═══ Text shown
Route information
- Length: 56 km (35 mi)
- Status: Under-construction
- Existed: 2022 (expected)–present

Major junctions
- North end: Ghaziabad
- South end: Faridabad

Location
- Country: India
- States: Uttar Pradesh and Haryana
- Major cities: Ghaziabad, Noida, Greater Noida and Faridabad

Highway system
- Roads in India; Expressways; National; State; Asian;

= Faridabad–Noida–Ghaziabad Expressway =

Road in India

Faridabad–Noida–Ghaziabad Expressway (FNG Expressway), an under-construction greenfield 56 km long, 6-lane wide (expandable to 8) expressway in Delhi NCR region of India, will connect Faridabad (Faridabad Bypass Expressway part of Delhi–Mumbai Expressway in Haryana) with Noida (Noida–Greater Noida Expressway) and Ghaziabad in Uttar Pradesh. Ghaziabad-Tronica Expressway (GTE), FNG's planned extension from Ghaziabad to Tronica City (Loni and Mandaula), will connect to
the UER-II Alipur-Tronica Extension-Mandaula near Tronica City to form the third ring road around Delhi.
══════
List of tasks:
(1) Write out a passage from the expressway text word for word, beginning at the words "Faridabad–Noida–Ghaziabad Expressway (FNG" and stopping after "road around Delhi.".
(2) According to the expressway text, which city is at the north end of the road?
═══ Information provided
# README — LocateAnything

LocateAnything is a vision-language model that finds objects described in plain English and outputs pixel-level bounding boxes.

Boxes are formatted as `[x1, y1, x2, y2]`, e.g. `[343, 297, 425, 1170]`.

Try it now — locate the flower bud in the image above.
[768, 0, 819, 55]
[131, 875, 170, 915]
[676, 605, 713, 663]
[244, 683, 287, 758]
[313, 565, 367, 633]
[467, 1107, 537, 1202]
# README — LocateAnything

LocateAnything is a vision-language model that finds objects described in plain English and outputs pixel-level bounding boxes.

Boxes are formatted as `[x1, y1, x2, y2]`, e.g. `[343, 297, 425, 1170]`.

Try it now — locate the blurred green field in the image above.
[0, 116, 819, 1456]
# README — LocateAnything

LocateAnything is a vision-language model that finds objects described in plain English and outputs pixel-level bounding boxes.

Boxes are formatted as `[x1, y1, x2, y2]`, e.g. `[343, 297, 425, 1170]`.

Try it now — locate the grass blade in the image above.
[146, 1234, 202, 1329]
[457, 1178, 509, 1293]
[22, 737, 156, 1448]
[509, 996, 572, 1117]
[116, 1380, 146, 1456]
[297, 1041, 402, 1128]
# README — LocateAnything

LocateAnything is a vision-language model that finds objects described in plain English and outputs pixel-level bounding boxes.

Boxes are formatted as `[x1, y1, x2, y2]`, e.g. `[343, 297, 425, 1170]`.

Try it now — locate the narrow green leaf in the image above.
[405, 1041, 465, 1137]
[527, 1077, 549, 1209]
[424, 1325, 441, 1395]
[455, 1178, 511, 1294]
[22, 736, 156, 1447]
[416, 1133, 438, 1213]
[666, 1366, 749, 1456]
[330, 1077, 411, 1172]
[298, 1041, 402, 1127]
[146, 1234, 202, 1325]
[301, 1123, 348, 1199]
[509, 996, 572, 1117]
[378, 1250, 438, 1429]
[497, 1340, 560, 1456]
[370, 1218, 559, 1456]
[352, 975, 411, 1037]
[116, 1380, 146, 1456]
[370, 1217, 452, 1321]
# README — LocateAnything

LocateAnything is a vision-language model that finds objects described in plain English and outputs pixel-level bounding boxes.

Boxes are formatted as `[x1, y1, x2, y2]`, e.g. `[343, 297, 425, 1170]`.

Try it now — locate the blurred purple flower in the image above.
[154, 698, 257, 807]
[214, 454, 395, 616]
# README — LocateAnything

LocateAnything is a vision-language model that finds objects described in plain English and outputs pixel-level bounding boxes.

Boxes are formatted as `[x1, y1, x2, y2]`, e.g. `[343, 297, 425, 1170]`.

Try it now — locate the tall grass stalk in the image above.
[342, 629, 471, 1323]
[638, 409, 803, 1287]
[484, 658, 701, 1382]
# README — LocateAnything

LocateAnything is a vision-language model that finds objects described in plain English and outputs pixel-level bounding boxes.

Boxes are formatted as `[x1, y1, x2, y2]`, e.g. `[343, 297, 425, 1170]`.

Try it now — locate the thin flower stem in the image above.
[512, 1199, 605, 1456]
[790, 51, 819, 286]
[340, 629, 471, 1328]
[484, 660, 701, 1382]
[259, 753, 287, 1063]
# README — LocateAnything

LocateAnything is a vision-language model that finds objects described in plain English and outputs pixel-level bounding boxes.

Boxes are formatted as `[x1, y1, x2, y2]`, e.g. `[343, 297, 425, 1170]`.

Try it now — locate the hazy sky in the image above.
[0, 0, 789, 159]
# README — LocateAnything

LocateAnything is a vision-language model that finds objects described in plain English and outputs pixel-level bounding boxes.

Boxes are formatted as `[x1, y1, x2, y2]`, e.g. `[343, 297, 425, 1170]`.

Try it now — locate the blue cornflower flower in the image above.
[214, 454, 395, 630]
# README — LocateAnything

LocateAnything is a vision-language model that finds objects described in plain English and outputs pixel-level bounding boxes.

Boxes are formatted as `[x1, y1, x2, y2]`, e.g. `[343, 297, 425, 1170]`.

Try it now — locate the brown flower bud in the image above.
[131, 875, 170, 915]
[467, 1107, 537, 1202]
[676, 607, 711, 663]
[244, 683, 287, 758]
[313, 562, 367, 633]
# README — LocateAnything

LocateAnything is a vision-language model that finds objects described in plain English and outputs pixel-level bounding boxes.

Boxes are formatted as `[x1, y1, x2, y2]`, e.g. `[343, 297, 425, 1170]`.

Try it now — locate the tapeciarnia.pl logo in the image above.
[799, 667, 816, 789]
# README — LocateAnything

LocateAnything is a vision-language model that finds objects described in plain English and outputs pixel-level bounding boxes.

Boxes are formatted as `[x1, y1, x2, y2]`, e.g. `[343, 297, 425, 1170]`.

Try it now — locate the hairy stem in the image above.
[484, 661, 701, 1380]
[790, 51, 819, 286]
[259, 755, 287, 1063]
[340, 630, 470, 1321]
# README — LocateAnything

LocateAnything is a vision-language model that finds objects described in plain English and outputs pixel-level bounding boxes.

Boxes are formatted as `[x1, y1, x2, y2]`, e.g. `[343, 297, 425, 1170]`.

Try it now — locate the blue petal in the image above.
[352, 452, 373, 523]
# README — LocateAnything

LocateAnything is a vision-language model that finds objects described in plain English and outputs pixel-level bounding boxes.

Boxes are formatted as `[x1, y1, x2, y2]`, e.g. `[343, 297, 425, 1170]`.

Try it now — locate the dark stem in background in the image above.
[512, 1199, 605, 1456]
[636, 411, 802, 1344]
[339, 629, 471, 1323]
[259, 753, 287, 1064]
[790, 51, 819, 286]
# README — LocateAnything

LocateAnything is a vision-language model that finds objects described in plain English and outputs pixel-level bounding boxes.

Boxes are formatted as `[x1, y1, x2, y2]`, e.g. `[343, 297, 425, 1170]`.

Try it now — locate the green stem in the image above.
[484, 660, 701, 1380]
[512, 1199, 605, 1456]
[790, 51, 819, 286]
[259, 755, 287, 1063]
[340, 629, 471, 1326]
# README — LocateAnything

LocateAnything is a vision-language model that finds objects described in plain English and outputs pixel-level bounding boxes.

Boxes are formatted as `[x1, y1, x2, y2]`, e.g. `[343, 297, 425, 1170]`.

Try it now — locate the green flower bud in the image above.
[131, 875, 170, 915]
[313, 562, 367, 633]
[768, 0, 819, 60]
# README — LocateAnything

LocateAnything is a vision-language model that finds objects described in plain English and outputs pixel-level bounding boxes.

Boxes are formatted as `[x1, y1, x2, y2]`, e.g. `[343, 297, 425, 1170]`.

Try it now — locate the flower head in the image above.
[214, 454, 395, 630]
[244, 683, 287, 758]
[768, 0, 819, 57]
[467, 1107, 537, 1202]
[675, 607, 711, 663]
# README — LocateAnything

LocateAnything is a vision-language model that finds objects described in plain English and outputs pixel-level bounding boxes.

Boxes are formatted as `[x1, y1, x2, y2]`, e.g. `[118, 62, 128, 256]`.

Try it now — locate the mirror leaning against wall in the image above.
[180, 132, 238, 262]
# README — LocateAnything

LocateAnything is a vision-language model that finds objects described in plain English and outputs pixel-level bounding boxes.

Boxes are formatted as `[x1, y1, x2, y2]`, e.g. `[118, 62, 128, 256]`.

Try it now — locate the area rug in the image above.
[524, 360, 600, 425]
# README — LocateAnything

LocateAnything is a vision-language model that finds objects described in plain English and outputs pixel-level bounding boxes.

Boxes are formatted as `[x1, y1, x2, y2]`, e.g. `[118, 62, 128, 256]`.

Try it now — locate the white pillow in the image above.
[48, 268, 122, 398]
══════
Responses by task:
(1)
Faridabad–Noida–Ghaziabad Expressway (FNG Expressway), an under-construction greenfield 56 km long, 6-lane wide (expandable to 8) expressway in Delhi NCR region of India, will connect Faridabad (Faridabad Bypass Expressway part of Delhi–Mumbai Expressway in Haryana) with Noida (Noida–Greater Noida Expressway) and Ghaziabad in Uttar Pradesh. Ghaziabad-Tronica Expressway (GTE), FNG's planned extension from Ghaziabad to Tronica City (Loni and Mandaula), will connect to
the UER-II Alipur-Tronica Extension-Mandaula near Tronica City to form the third ring road around Delhi.

(2) Ghaziabad